Once every line below with "hanging" has been counted, state the total and nothing else.
___ MATERIAL SHOWN
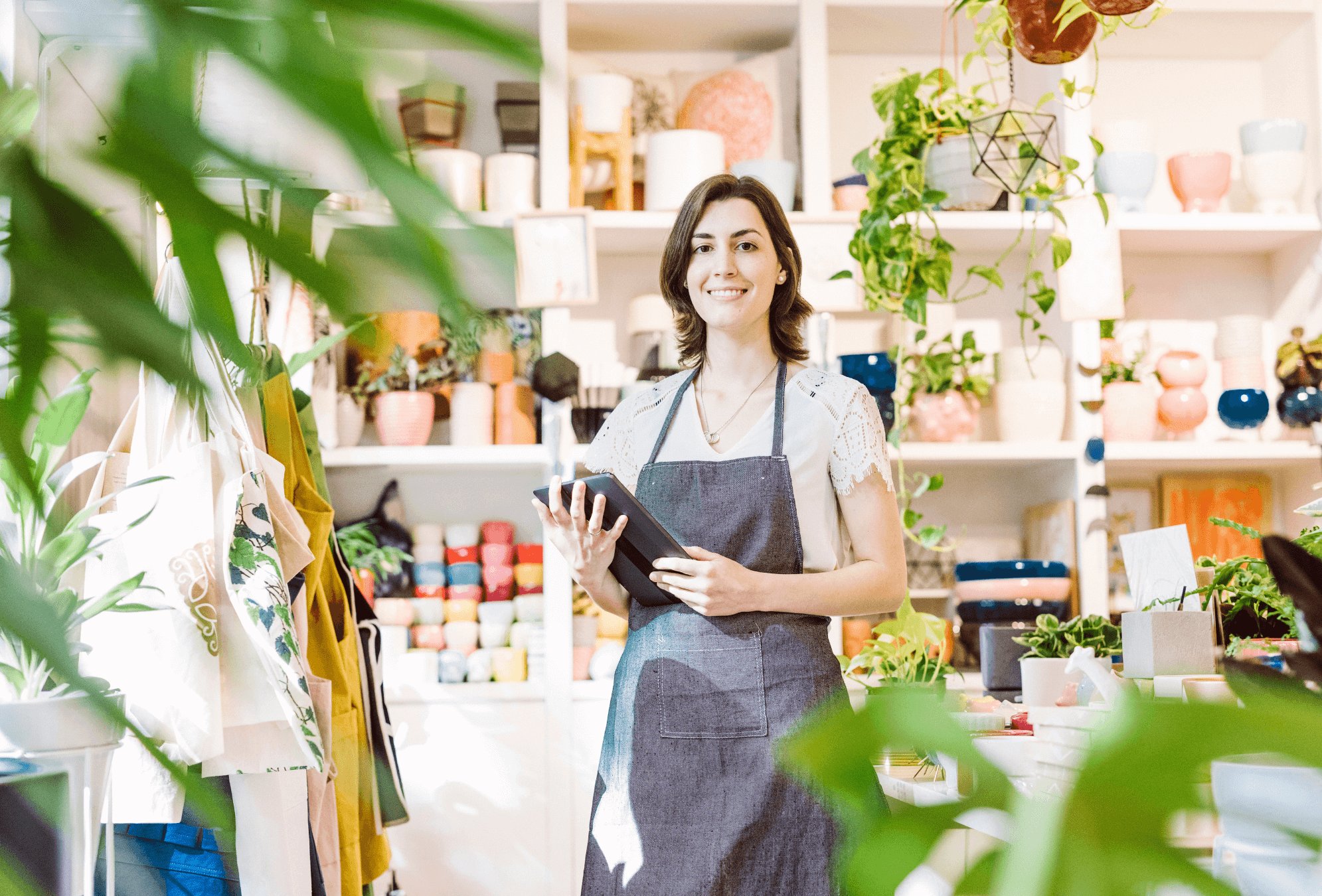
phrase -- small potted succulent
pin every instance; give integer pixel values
(404, 394)
(1129, 405)
(39, 711)
(369, 560)
(910, 650)
(944, 393)
(1050, 645)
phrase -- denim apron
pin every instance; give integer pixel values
(689, 800)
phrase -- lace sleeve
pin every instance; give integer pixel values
(860, 447)
(612, 448)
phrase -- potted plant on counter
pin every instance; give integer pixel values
(910, 650)
(946, 394)
(41, 711)
(1050, 645)
(368, 560)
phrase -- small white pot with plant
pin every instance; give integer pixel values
(37, 711)
(1043, 666)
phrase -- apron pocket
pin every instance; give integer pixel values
(714, 693)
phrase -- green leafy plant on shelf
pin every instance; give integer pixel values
(903, 652)
(361, 552)
(1056, 640)
(1244, 585)
(48, 552)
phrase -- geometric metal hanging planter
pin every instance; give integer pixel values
(1015, 147)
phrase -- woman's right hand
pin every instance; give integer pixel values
(581, 541)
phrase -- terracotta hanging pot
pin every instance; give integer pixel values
(1034, 29)
(1117, 7)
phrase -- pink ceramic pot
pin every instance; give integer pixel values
(1128, 413)
(405, 418)
(1182, 409)
(948, 417)
(1200, 179)
(1182, 369)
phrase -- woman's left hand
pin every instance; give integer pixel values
(709, 583)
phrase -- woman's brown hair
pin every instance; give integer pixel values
(788, 309)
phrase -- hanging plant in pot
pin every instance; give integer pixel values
(41, 711)
(1043, 666)
(944, 394)
(404, 411)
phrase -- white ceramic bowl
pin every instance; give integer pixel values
(1013, 590)
(1275, 180)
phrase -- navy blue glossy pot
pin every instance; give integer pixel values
(1243, 409)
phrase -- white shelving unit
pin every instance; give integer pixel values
(500, 776)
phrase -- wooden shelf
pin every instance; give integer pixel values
(467, 693)
(438, 456)
(1214, 234)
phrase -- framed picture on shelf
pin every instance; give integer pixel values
(556, 258)
(1193, 498)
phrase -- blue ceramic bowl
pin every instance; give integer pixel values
(1272, 135)
(1129, 176)
(1243, 409)
(1011, 570)
(874, 370)
(1300, 408)
(1011, 611)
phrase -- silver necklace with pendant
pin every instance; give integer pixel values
(713, 437)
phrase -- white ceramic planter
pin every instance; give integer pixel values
(950, 168)
(70, 722)
(351, 419)
(1030, 410)
(1044, 678)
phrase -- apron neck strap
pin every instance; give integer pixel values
(778, 439)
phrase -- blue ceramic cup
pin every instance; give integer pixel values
(778, 175)
(1300, 408)
(1243, 409)
(1129, 176)
(1272, 135)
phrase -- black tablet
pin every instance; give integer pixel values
(643, 541)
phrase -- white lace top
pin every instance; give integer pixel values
(833, 439)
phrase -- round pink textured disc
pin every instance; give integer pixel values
(734, 105)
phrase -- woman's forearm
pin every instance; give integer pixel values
(859, 590)
(608, 595)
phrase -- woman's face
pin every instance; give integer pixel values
(734, 269)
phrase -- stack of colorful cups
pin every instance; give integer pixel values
(1274, 163)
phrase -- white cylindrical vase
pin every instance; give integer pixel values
(471, 414)
(511, 183)
(603, 100)
(677, 161)
(1030, 410)
(459, 172)
(1043, 680)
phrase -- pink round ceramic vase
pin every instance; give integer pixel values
(1182, 408)
(1200, 179)
(405, 418)
(947, 417)
(1182, 369)
(1128, 413)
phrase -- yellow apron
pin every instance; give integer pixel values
(332, 646)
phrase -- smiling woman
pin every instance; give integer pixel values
(776, 480)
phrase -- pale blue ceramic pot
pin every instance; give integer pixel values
(1129, 176)
(1272, 135)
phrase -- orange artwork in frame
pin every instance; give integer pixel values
(1194, 498)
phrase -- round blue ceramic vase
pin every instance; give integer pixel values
(1243, 409)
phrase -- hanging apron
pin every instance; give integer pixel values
(689, 800)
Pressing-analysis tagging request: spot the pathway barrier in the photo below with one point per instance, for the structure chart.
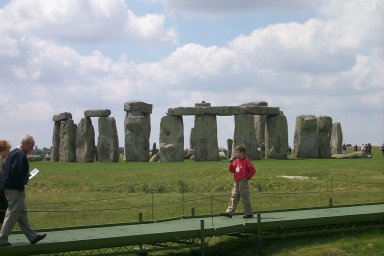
(141, 237)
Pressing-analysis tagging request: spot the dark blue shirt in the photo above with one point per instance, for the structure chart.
(16, 170)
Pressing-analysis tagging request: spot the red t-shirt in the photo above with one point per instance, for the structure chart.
(242, 168)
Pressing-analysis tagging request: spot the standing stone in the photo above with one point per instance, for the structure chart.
(245, 134)
(306, 140)
(324, 126)
(68, 141)
(206, 148)
(276, 137)
(336, 139)
(137, 128)
(85, 141)
(108, 142)
(229, 148)
(260, 122)
(55, 154)
(154, 150)
(192, 143)
(171, 139)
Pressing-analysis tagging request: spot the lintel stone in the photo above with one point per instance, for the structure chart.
(62, 117)
(138, 106)
(97, 113)
(224, 111)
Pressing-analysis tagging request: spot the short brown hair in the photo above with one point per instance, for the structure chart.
(5, 145)
(240, 148)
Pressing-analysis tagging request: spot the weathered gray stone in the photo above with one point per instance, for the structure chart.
(68, 141)
(35, 158)
(255, 104)
(203, 104)
(137, 128)
(97, 113)
(137, 132)
(108, 142)
(306, 139)
(324, 126)
(223, 111)
(229, 148)
(206, 145)
(358, 154)
(192, 139)
(336, 139)
(139, 106)
(154, 150)
(171, 139)
(62, 117)
(260, 123)
(55, 153)
(168, 153)
(276, 137)
(245, 134)
(85, 141)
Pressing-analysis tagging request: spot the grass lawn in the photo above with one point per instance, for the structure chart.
(71, 194)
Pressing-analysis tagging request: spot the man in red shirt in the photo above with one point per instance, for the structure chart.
(242, 170)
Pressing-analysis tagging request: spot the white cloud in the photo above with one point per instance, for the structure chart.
(83, 21)
(214, 7)
(327, 65)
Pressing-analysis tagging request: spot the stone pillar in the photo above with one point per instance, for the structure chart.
(108, 142)
(205, 136)
(324, 126)
(306, 140)
(68, 141)
(260, 122)
(55, 153)
(85, 141)
(276, 137)
(171, 139)
(245, 134)
(192, 139)
(336, 139)
(137, 129)
(229, 148)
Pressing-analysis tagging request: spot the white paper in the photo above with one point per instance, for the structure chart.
(33, 173)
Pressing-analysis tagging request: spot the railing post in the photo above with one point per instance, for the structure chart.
(202, 238)
(153, 203)
(330, 200)
(259, 227)
(182, 203)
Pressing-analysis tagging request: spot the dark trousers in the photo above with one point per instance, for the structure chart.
(3, 205)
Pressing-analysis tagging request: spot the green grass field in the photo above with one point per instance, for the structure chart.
(71, 194)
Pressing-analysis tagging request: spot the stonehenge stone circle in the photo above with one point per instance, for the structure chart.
(276, 137)
(85, 141)
(108, 142)
(312, 137)
(336, 139)
(263, 130)
(171, 139)
(137, 128)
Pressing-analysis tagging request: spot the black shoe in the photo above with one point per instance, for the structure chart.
(225, 214)
(6, 244)
(38, 238)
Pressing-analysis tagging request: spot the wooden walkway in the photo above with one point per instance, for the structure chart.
(144, 237)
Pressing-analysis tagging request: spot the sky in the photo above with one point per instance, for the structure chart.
(322, 57)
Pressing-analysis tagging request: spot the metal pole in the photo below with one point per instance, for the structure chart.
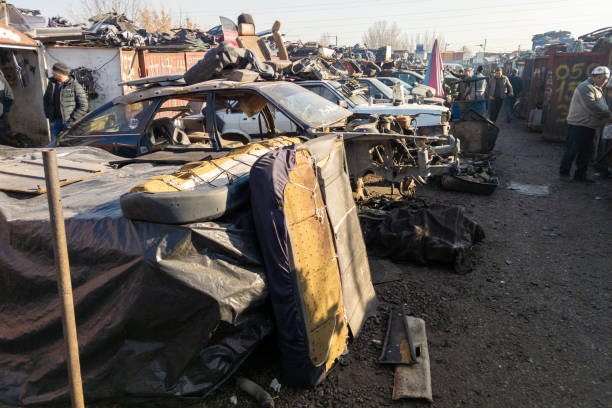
(64, 284)
(4, 13)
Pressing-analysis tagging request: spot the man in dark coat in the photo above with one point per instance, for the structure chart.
(6, 101)
(65, 100)
(517, 87)
(498, 87)
(588, 112)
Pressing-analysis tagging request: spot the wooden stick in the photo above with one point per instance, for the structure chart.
(64, 283)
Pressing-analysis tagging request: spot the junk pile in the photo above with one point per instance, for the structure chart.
(472, 177)
(116, 30)
(173, 310)
(162, 310)
(413, 231)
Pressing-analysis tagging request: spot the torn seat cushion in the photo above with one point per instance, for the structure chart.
(303, 276)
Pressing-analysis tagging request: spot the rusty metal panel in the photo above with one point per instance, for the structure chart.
(526, 76)
(130, 67)
(567, 70)
(162, 63)
(14, 38)
(507, 68)
(191, 58)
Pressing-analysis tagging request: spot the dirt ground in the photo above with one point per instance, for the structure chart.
(530, 325)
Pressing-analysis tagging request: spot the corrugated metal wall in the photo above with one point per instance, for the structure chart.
(566, 71)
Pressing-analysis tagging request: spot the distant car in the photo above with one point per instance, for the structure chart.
(217, 114)
(424, 92)
(391, 81)
(376, 89)
(227, 31)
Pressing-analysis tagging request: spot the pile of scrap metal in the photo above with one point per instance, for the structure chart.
(385, 145)
(116, 30)
(476, 177)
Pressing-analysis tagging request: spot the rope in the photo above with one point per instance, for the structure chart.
(319, 212)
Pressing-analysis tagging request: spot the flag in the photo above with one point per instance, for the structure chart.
(435, 71)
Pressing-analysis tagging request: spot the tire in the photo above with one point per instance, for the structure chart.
(183, 207)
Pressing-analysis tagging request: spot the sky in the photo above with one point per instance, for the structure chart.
(504, 25)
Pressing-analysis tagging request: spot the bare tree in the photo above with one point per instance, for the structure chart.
(131, 8)
(152, 20)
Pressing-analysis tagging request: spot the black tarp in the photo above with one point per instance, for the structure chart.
(161, 310)
(414, 231)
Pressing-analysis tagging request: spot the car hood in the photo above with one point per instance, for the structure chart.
(428, 115)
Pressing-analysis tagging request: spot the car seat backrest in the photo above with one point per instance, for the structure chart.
(247, 39)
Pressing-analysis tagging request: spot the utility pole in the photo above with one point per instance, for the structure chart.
(3, 13)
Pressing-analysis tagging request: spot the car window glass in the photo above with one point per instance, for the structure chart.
(329, 95)
(307, 107)
(118, 118)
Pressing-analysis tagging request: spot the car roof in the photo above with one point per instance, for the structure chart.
(215, 84)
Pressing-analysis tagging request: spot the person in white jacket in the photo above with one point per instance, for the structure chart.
(588, 111)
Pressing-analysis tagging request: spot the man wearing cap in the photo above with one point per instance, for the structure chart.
(65, 100)
(499, 86)
(6, 101)
(588, 112)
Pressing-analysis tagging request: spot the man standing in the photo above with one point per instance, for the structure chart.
(499, 86)
(65, 100)
(517, 87)
(588, 112)
(6, 101)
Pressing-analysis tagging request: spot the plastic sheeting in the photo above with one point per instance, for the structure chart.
(161, 310)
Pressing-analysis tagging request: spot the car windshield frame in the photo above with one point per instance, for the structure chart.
(133, 125)
(306, 106)
(384, 89)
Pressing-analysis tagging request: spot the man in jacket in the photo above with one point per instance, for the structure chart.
(517, 87)
(6, 101)
(499, 86)
(65, 100)
(588, 112)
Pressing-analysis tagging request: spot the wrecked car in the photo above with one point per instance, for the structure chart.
(430, 119)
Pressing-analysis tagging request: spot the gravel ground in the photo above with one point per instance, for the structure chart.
______
» RESPONSE TO THE EXERCISE: 4